-- Your instructions --
Select each line of the records below that contains the word "building", and copy those lines. Matching is case-sensitive.

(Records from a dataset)
-- START --

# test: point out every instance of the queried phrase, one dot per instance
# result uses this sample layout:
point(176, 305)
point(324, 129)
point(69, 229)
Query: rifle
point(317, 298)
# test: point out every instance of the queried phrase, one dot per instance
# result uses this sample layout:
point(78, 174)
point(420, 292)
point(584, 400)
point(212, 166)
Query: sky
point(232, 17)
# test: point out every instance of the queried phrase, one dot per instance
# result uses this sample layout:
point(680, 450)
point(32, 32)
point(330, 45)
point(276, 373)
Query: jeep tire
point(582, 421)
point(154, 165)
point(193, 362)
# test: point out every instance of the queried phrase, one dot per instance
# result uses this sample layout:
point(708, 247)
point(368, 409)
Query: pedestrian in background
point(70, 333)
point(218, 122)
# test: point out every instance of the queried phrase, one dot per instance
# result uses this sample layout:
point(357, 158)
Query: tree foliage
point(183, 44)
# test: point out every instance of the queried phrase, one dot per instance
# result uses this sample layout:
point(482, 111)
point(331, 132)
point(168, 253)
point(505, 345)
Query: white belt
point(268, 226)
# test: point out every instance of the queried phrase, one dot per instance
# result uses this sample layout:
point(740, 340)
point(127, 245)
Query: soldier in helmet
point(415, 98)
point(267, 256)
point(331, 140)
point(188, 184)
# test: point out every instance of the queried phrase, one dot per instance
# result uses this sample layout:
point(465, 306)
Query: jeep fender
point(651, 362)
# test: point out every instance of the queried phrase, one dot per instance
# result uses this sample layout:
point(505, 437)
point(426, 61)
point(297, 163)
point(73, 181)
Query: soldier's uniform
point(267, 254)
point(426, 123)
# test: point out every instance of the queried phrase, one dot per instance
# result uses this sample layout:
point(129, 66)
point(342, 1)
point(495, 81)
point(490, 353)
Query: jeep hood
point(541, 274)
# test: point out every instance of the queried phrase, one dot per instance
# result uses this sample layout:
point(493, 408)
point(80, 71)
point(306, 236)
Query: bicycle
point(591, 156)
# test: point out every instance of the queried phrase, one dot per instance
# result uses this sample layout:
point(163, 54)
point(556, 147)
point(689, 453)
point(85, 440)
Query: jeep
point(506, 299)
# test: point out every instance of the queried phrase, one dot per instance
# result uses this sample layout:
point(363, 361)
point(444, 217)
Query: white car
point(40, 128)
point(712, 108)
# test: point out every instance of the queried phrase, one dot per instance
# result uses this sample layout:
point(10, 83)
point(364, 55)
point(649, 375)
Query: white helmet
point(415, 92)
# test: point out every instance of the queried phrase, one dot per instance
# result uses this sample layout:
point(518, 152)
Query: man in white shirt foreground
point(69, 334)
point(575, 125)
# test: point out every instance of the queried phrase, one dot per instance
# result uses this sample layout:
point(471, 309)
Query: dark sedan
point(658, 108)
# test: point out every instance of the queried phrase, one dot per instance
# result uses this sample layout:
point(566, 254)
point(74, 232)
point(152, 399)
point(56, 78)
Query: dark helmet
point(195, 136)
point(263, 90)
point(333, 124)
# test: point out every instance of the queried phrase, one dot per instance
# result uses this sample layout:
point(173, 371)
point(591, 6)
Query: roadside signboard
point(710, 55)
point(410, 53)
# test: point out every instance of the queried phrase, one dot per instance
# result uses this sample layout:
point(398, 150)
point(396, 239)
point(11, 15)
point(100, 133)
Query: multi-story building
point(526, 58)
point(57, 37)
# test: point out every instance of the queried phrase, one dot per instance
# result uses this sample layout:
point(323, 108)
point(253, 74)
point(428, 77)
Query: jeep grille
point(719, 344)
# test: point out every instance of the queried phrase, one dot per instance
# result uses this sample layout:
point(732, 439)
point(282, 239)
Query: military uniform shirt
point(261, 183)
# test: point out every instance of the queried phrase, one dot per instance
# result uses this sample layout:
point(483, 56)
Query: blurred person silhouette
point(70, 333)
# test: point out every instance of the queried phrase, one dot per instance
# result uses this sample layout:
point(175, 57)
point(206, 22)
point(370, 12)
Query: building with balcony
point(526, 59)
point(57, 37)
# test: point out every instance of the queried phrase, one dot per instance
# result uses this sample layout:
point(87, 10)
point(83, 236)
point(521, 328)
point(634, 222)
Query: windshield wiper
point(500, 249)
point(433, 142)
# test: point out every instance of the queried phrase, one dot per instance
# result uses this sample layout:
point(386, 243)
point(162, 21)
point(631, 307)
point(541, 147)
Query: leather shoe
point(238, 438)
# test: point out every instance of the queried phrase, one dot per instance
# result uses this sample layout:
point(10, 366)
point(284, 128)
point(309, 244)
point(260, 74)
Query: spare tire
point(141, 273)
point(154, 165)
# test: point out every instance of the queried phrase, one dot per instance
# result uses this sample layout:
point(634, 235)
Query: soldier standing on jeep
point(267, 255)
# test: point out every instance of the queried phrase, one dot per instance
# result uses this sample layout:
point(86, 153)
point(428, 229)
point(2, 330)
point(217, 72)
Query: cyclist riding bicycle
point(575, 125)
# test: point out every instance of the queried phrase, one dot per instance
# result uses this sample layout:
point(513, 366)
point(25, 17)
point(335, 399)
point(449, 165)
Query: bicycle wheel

-- END --

-- Output for this task --
Query: multi-story building
Query: building with balcony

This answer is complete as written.